You are given a crane that works in the following way: you select a connected interval of crates of
even length. The crane then exchanges the first half of the interval with the second half. The order
inside both halves remains unchanged. Determine the sequence of crane moves that reorders the crates
properly.
The crane’s software has a bug: the move counter is a 9-based (not 10-based, as you might think)
integer with at most 6 digits. Therefore, the crane stops working (and has to be serviced) after
9
6 = 531441 moves. Your solution must fit within this limit.
Input
The first line of input contains the number of test cases T. The descriptions of the test cases follow:
Each test case starts with an integer n, 1 ≤ n ≤ 10000, denoting the number of crates. In the next
line a permutation of numbers {1, 2, … , n} follows.
Output
For each test case print a single line containing m — the number of swaps — followed by m lines
describing the swaps in the order in which they should be performed. A single swap is described by
two numbers — the indices of the first and the last element in the interval to be exchanged. Do not
follow the crane’s strange software design — use standard decimal numeral system.

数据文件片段
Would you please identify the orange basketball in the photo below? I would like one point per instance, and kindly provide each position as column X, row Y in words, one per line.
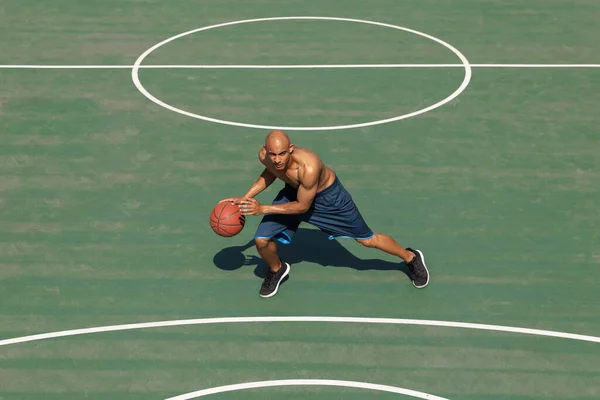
column 226, row 219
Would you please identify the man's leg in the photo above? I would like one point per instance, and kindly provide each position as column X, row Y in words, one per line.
column 277, row 269
column 414, row 259
column 389, row 245
column 267, row 248
column 275, row 227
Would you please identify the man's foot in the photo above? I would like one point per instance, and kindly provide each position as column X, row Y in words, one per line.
column 273, row 279
column 418, row 270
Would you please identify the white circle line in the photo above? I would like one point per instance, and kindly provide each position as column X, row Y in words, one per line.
column 306, row 382
column 360, row 320
column 147, row 94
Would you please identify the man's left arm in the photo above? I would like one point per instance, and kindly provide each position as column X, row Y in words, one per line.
column 306, row 194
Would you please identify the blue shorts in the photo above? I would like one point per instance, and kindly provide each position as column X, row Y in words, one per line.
column 333, row 211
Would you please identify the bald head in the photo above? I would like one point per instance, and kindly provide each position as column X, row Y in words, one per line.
column 277, row 139
column 279, row 149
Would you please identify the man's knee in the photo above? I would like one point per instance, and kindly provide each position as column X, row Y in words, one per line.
column 370, row 242
column 261, row 243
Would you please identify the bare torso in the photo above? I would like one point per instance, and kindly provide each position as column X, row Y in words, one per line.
column 300, row 159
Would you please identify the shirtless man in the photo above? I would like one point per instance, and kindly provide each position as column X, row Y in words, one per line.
column 312, row 194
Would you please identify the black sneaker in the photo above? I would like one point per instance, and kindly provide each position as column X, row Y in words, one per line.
column 418, row 269
column 273, row 279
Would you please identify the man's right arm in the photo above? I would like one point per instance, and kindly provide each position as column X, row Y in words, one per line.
column 264, row 181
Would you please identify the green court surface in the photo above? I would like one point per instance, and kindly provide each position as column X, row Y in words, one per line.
column 105, row 198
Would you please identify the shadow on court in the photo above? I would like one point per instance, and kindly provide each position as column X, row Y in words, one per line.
column 308, row 245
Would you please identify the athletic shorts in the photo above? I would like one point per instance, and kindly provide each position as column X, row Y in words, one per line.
column 333, row 211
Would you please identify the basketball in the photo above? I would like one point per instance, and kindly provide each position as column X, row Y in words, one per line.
column 226, row 219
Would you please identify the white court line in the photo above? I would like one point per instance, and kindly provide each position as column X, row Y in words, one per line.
column 361, row 320
column 300, row 66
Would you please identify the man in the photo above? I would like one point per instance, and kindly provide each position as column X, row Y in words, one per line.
column 312, row 194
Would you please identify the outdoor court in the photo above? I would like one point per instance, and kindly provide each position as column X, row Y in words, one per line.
column 468, row 129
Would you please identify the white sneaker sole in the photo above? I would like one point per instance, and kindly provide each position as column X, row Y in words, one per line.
column 287, row 266
column 424, row 265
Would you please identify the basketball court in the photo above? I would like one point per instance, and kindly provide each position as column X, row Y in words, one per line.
column 466, row 129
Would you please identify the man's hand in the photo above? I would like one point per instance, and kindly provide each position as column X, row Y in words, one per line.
column 250, row 207
column 234, row 200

[练习]:
请重写所给文本中从"You are given"开始、一直到"you might think)"为止的部分，把其中的"interval"换成"segment"。

[答案]:
You are given a crane that works in the following way: you select a connected segment of crates of
even length. The crane then exchanges the first half of the segment with the second half. The order
inside both halves remains unchanged. Determine the sequence of crane moves that reorders the crates
properly.
The crane’s software has a bug: the move counter is a 9-based (not 10-based, as you might think)